— Start Entries shown —

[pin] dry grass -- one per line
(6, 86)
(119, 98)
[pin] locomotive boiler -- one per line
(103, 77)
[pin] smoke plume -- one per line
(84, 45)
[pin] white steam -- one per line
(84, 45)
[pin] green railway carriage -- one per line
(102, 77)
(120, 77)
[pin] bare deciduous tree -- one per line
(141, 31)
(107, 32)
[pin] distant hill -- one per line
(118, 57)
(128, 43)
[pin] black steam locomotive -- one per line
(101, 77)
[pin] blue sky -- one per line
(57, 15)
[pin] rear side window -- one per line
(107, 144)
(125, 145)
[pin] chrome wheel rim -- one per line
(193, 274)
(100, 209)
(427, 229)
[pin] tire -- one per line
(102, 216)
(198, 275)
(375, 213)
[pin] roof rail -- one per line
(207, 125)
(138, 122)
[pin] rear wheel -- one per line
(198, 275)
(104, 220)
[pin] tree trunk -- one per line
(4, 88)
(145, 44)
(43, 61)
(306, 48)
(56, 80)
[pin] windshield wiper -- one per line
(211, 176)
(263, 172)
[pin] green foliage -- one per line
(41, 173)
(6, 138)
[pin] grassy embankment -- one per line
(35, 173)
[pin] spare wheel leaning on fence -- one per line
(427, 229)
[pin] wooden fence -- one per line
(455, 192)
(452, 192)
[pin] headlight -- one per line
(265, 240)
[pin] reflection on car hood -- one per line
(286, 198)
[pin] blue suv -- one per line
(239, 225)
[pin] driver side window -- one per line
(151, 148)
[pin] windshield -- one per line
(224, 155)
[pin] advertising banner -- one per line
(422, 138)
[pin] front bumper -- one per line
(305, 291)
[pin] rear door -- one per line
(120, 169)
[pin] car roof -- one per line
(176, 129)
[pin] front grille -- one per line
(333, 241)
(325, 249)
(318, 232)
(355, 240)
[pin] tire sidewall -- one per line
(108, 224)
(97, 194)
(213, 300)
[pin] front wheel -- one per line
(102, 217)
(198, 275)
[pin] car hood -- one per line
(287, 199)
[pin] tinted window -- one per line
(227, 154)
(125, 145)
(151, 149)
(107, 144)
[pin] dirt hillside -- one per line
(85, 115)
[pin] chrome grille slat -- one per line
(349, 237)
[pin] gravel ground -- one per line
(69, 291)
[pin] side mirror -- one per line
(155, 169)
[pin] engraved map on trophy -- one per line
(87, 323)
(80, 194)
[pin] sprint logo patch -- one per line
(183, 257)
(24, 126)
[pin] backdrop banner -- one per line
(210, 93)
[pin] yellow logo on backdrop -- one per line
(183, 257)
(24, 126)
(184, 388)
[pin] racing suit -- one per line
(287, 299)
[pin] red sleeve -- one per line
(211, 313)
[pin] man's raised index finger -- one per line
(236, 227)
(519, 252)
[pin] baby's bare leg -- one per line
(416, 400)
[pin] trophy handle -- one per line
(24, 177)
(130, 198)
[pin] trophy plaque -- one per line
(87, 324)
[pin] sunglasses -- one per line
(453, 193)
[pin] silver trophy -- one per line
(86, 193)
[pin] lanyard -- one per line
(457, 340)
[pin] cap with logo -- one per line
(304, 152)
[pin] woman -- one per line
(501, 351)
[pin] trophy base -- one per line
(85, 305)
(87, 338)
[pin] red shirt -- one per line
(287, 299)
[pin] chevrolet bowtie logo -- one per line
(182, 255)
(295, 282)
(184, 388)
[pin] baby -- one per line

— End Entries shown —

- [Work instructions] Render every line of the material above as a numbered list, leaving out blank lines.

- [Task solution]
1. [pin] dry grass -- one per line
2. (6, 86)
3. (119, 98)
4. [pin] locomotive boiler -- one per line
5. (103, 77)
6. [pin] smoke plume -- one per line
7. (84, 45)
8. [pin] white steam -- one per line
9. (84, 45)
10. [pin] green railway carriage -- one per line
11. (102, 77)
12. (120, 77)
13. [pin] bare deciduous tree -- one per line
14. (141, 31)
15. (107, 32)
16. [pin] distant hill -- one per line
17. (118, 57)
18. (128, 43)
19. [pin] black steam locomotive -- one per line
20. (101, 77)
21. [pin] blue sky -- one per line
22. (57, 15)
23. [pin] rear side window -- one per line
24. (107, 144)
25. (125, 145)
26. [pin] chrome wheel rim -- one per line
27. (193, 274)
28. (100, 209)
29. (427, 229)
30. [pin] tire -- one per line
31. (102, 216)
32. (198, 275)
33. (375, 213)
34. [pin] roof rail -- one per line
35. (207, 125)
36. (138, 122)
37. [pin] rear wheel -- one per line
38. (198, 275)
39. (104, 220)
40. [pin] tree trunk -- one per line
41. (4, 88)
42. (145, 44)
43. (43, 61)
44. (306, 48)
45. (56, 80)
46. [pin] windshield wiper -- one per line
47. (211, 176)
48. (263, 172)
49. [pin] green foliage -- one per line
50. (41, 173)
51. (6, 138)
52. [pin] grassy embankment -- one per line
53. (35, 173)
54. [pin] spare wheel leaning on fence -- one per line
55. (427, 229)
56. [pin] wooden fence -- one per line
57. (455, 192)
58. (452, 192)
59. [pin] headlight -- one per line
60. (265, 240)
61. [pin] reflection on car hood -- one per line
62. (286, 198)
63. [pin] blue suv -- one per line
64. (239, 225)
65. [pin] driver side window -- one per line
66. (151, 148)
67. [pin] windshield -- one per line
68. (224, 155)
69. [pin] advertising banner -- one per line
70. (422, 138)
71. [pin] front bumper -- one per line
72. (305, 291)
73. [pin] rear door -- one per line
74. (120, 169)
75. [pin] car roof -- one per line
76. (176, 129)
77. [pin] front grille -- one per line
78. (333, 241)
79. (325, 249)
80. (318, 232)
81. (355, 240)
82. [pin] tire sidewall -- one per line
83. (108, 224)
84. (97, 194)
85. (213, 300)
86. [pin] front wheel -- one per line
87. (102, 217)
88. (198, 275)
89. [pin] car hood -- one per line
90. (287, 199)
91. [pin] tinted window -- one per line
92. (227, 154)
93. (125, 145)
94. (151, 149)
95. (107, 144)
96. [pin] dirt hillside -- one per line
97. (85, 115)
98. [pin] chrome grille slat -- one per line
99. (349, 237)
100. [pin] gravel ground -- one per line
101. (69, 291)
102. [pin] side mirror -- one per line
103. (155, 169)
104. [pin] engraved map on trophy -- one per line
105. (87, 323)
106. (80, 194)
107. [pin] sprint logo patch -- one per line
108. (183, 257)
109. (24, 126)
110. [pin] backdrop banner -- one per line
111. (210, 93)
112. [pin] yellow logo on backdrop -- one per line
113. (183, 257)
114. (24, 126)
115. (184, 388)
116. [pin] racing suit -- one per line
117. (287, 299)
118. [pin] red sleeve -- one per line
119. (211, 313)
120. [pin] man's raised index finger -- one per line
121. (236, 227)
122. (519, 252)
123. [pin] baby's bare leg -- one per line
124. (416, 400)
125. [pin] trophy handle -- one per line
126. (24, 177)
127. (130, 198)
128. [pin] trophy plaque -- one per line
129. (87, 324)
130. [pin] sunglasses -- one per line
131. (453, 193)
132. [pin] silver trophy -- one per line
133. (86, 193)
134. [pin] lanyard -- one per line
135. (457, 340)
136. [pin] cap with logo -- one per line
137. (304, 152)
138. [pin] woman -- one per line
139. (501, 351)
140. [pin] trophy base -- one per line
141. (85, 305)
142. (87, 338)
143. [pin] red shirt -- one per line
144. (287, 299)
145. [pin] chevrolet bowtie logo -- one per line
146. (182, 255)
147. (295, 282)
148. (184, 388)
149. [pin] baby -- one per line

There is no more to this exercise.